EXCERPTED TEXT →
Integrating an LLM Without Letting It Own Your Architecture
Adding an LLM-powered feature while keeping it a swappable component — API abstraction, timeout handling, output validation, and prompt versioning.
Context
We wanted to add an AI-powered summarization feature to our platform. The product team was excited; the engineering question was how to integrate an LLM without making it a load-bearing dependency. LLM APIs are slow, occasionally return garbage, and providers change. We needed the feature to work reliably while staying flexible enough to swap providers or models without rewriting the app.
Constraints
- LLM APIs have variable latency — we couldn't block the main request path for 5+ seconds
- Output is non-deterministic — we needed validation and fallbacks when the model returned invalid or off-brand content
- Provider lock-in was a risk — we wanted to be able to switch or A/B test models without touching every call site
Architecture
We introduced an abstraction layer: a single LLM service interface that our feature code calls. The implementation talks to the provider (OpenAI, Anthropic, etc.) behind that interface. We added timeouts — if the LLM doesn't respond within 3 seconds, we return a fallback (e.g. a truncated version of the source text) instead of blocking. Output validation runs before we surface anything to the user: we check length, format, and basic content rules. Prompts live in versioned config files so we can iterate without code deploys. The key was treating the LLM as one of many data sources, not the center of the system.
Alternatives considered
- Call the LLM inline in the request path: Would have added 2–5 seconds to every request. Users would have seen spinners; we'd have had no fallback when the API was slow or down.
- Fine-tune our own model for the task: Operational overhead, cost, and complexity we didn't need. A well-prompted general model was sufficient for our use case.
Lessons learned
- Abstract the LLM behind an interface. When we switched providers for cost reasons, we changed one implementation, not dozens of call sites.
- Timeouts and fallbacks are non-negotiable. Users prefer a slightly worse result over an infinite wait.
- Version your prompts. It makes debugging and rollback possible when a prompt change causes regressions.

LIST OF TASKS →
**A)** Answer these about the LLM integration write-up, one answer per line:
(i) How long may the LLM take to respond before a fallback is returned?
(ii) How much time would calling the LLM inline have added to every request?
(iii) Where are prompts kept?
**B)** Print the passage of the LLM integration write-up that opens with the words containing "Alternatives considered" and closes with "slow or down.", unchanged.
The items that come next have nothing to do with this.

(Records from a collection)

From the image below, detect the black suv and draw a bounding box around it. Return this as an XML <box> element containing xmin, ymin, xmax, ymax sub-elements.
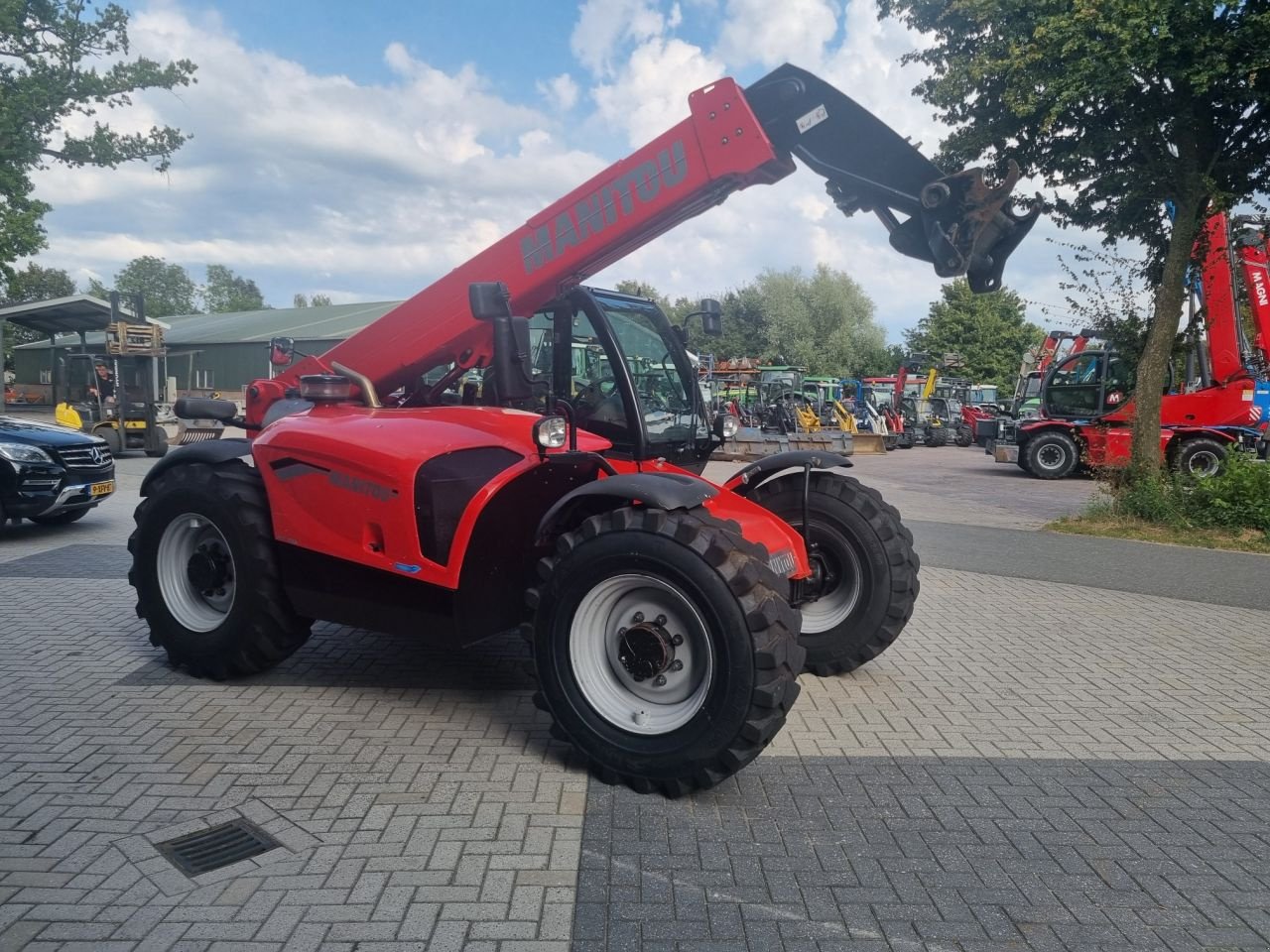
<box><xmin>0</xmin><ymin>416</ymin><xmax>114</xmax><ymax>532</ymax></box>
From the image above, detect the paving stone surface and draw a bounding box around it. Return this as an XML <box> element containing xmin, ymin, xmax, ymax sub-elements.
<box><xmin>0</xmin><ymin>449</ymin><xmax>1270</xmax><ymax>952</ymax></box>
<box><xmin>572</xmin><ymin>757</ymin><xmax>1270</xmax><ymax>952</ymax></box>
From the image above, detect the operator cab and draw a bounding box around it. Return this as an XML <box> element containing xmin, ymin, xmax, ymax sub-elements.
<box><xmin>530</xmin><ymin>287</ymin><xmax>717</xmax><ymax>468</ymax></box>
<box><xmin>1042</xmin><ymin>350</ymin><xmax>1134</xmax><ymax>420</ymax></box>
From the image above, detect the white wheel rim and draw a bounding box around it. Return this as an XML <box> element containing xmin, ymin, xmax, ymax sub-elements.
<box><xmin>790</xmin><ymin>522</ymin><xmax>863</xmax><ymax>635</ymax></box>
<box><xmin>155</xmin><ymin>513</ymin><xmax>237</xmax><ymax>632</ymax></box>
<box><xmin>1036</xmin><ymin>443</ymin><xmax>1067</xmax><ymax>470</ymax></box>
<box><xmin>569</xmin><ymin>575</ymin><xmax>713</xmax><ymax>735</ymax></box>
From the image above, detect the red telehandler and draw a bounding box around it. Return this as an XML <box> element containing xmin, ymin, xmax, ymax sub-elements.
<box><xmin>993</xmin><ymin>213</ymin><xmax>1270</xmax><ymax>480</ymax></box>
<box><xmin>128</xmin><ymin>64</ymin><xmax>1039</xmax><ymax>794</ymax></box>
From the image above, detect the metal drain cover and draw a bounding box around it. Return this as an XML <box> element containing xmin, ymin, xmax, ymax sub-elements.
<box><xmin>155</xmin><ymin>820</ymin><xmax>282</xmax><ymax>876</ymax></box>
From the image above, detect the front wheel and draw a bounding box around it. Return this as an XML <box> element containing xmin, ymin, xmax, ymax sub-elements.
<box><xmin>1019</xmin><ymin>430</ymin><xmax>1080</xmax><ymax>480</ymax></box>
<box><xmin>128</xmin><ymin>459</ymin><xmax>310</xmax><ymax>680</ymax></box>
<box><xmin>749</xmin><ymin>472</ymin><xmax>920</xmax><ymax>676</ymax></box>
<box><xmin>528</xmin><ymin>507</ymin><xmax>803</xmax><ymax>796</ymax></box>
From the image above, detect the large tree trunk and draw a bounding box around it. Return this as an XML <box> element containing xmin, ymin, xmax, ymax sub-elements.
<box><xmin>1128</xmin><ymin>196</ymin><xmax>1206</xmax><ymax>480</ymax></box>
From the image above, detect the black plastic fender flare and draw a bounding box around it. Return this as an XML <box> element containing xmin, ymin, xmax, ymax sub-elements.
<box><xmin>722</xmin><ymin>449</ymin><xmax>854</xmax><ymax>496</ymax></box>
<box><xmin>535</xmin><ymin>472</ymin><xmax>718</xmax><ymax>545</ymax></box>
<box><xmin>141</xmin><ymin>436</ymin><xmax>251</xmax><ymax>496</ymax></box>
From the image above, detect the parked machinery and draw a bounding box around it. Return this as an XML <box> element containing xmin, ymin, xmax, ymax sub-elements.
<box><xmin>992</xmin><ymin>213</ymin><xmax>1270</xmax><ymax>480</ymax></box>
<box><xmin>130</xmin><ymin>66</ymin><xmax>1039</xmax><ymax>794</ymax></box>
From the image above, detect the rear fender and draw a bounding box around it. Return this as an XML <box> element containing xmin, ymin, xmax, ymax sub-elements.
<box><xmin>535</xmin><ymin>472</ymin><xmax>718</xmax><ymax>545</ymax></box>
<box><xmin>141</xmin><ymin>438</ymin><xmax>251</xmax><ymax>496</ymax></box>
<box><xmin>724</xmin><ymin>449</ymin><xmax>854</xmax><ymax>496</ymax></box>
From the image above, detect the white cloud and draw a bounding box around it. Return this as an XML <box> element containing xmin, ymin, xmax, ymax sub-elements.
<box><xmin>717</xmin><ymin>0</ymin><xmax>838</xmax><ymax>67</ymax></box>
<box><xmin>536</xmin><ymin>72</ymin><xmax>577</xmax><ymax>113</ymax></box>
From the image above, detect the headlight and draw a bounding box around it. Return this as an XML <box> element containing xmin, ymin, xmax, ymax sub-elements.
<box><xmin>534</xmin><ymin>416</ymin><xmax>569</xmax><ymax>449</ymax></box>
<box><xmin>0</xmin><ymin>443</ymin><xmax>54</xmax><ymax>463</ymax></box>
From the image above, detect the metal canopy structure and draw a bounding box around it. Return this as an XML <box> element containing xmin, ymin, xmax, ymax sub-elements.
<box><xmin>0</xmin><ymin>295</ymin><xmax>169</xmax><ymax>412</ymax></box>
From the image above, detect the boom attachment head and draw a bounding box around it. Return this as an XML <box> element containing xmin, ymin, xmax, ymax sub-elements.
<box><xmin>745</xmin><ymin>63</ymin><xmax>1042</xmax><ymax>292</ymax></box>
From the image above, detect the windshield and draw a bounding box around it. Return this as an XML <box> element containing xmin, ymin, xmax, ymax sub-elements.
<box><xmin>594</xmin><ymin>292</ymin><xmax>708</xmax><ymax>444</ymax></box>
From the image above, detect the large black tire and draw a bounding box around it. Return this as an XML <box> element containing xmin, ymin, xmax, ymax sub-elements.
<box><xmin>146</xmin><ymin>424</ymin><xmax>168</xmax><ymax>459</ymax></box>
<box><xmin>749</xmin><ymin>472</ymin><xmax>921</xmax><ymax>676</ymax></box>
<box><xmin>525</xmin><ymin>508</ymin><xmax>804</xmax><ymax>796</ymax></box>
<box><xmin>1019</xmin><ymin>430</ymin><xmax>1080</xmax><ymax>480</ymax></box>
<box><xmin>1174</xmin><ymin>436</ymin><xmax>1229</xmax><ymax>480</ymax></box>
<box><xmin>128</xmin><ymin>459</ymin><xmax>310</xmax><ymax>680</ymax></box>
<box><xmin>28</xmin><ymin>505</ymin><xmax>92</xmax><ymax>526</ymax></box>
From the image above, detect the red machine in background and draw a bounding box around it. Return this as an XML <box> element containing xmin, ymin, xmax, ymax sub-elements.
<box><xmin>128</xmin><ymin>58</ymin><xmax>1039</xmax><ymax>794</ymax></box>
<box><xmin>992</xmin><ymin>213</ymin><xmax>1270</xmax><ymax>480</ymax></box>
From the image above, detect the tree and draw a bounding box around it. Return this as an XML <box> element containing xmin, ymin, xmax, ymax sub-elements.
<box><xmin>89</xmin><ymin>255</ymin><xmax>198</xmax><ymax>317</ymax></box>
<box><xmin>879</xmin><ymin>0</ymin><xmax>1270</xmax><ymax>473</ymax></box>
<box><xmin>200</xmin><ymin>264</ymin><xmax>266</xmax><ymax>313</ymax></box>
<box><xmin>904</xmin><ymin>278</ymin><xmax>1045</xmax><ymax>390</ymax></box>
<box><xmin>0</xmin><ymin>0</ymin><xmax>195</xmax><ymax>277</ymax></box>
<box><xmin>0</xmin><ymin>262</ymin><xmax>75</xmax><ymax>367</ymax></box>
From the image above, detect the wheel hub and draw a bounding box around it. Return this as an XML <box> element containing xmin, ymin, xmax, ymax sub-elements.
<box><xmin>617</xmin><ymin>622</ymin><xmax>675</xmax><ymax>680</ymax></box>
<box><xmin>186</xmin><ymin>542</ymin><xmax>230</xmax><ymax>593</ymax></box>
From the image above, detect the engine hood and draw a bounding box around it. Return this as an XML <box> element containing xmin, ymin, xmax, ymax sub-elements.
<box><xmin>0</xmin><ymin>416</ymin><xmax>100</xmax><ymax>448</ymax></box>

...

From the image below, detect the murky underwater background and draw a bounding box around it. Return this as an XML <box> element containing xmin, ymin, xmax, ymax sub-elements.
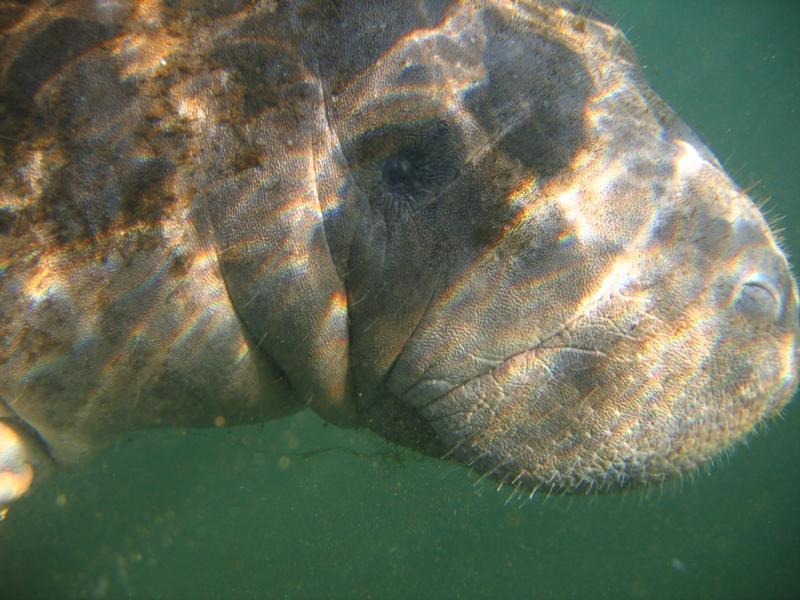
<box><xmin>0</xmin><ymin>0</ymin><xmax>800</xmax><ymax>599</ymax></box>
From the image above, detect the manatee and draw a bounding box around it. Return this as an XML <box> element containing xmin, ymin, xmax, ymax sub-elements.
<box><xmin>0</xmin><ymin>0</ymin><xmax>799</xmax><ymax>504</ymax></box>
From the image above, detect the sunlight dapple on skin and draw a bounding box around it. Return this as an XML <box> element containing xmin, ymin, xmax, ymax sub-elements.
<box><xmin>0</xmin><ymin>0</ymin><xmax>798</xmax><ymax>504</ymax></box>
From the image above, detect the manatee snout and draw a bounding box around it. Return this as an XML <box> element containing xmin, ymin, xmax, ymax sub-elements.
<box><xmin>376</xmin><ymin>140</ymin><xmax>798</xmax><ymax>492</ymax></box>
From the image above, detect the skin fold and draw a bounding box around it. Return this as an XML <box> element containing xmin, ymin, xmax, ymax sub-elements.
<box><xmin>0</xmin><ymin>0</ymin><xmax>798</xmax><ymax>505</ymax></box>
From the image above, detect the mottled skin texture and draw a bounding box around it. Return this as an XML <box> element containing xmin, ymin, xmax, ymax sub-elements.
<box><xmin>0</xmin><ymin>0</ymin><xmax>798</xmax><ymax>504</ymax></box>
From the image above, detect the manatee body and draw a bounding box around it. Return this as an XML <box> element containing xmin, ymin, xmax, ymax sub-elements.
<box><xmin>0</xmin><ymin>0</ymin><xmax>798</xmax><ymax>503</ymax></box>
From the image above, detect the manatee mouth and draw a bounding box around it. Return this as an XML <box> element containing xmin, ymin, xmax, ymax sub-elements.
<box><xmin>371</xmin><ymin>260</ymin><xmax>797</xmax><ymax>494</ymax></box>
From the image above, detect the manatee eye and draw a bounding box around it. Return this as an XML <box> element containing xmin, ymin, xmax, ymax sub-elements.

* * *

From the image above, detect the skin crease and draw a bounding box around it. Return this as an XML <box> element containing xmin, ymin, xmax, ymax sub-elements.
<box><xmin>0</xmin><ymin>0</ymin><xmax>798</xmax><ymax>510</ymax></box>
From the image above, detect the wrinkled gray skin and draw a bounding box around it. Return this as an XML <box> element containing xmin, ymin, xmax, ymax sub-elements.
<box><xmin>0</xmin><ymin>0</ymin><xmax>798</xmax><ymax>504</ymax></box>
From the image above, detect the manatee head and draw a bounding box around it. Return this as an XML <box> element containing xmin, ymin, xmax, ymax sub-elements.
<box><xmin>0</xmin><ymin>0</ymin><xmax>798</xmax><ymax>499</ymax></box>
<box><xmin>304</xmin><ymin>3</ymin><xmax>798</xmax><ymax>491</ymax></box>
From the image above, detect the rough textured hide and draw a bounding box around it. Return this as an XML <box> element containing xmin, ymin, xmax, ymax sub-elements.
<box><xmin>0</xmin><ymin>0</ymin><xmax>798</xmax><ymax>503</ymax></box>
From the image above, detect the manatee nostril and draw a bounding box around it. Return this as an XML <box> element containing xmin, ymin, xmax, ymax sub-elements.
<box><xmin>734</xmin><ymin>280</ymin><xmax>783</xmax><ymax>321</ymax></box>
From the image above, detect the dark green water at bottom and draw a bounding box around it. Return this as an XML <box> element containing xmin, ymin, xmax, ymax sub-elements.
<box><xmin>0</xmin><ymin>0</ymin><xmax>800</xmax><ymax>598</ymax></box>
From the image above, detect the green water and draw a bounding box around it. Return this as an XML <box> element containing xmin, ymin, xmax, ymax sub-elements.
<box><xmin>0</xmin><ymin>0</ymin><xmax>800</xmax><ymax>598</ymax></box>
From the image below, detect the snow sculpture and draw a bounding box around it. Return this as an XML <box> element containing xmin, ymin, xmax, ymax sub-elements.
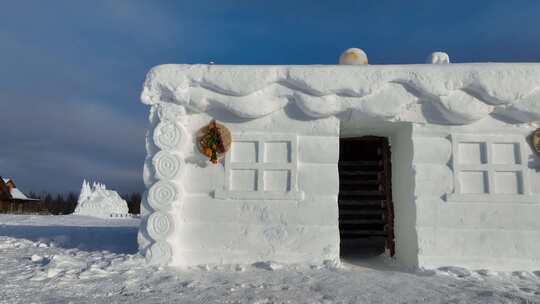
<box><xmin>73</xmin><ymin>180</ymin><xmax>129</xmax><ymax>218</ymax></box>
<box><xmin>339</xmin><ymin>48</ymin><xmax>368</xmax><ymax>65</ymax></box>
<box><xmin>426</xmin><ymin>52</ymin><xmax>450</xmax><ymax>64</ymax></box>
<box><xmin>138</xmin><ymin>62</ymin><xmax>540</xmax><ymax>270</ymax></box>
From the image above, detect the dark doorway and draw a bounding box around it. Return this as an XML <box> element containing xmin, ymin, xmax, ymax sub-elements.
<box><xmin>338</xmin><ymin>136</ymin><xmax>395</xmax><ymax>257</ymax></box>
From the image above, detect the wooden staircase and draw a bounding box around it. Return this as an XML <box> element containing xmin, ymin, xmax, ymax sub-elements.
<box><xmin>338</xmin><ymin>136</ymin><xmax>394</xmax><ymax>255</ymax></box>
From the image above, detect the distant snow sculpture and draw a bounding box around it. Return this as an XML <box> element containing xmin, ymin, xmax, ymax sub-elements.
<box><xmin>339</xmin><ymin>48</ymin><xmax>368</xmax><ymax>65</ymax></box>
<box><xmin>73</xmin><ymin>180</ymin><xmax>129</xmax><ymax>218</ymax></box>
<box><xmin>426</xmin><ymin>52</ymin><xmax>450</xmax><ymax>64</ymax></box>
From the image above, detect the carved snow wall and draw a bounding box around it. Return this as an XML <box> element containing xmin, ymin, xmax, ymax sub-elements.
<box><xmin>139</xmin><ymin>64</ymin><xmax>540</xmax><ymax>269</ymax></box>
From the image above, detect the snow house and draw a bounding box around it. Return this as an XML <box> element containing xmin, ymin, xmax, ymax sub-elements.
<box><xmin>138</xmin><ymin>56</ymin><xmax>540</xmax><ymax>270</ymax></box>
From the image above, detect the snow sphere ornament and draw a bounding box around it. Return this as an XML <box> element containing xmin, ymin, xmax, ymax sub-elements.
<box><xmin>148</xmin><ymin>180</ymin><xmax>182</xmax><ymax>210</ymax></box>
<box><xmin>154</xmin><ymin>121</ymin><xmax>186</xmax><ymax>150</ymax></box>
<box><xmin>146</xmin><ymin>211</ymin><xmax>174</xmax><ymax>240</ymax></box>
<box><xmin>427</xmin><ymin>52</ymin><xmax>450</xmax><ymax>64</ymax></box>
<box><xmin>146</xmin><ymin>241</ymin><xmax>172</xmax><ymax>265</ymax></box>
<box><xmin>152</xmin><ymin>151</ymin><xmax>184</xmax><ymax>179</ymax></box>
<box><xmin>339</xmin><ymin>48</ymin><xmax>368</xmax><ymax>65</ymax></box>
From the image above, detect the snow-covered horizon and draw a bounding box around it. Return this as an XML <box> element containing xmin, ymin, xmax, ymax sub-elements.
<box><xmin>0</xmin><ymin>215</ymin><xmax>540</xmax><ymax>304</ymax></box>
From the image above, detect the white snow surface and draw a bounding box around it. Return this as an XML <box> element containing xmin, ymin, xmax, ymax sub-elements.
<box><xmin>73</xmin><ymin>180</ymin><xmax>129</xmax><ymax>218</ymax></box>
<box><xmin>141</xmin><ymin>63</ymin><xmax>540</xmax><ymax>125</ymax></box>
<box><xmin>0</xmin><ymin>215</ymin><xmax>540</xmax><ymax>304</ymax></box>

ANSWERS GIVEN →
**A)**
(i) 3 seconds
(ii) 2–5 seconds
(iii) In versioned config files

**B)**
Alternatives considered
- Call the LLM inline in the request path: Would have added 2–5 seconds to every request. Users would have seen spinners; we'd have had no fallback when the API was slow or down.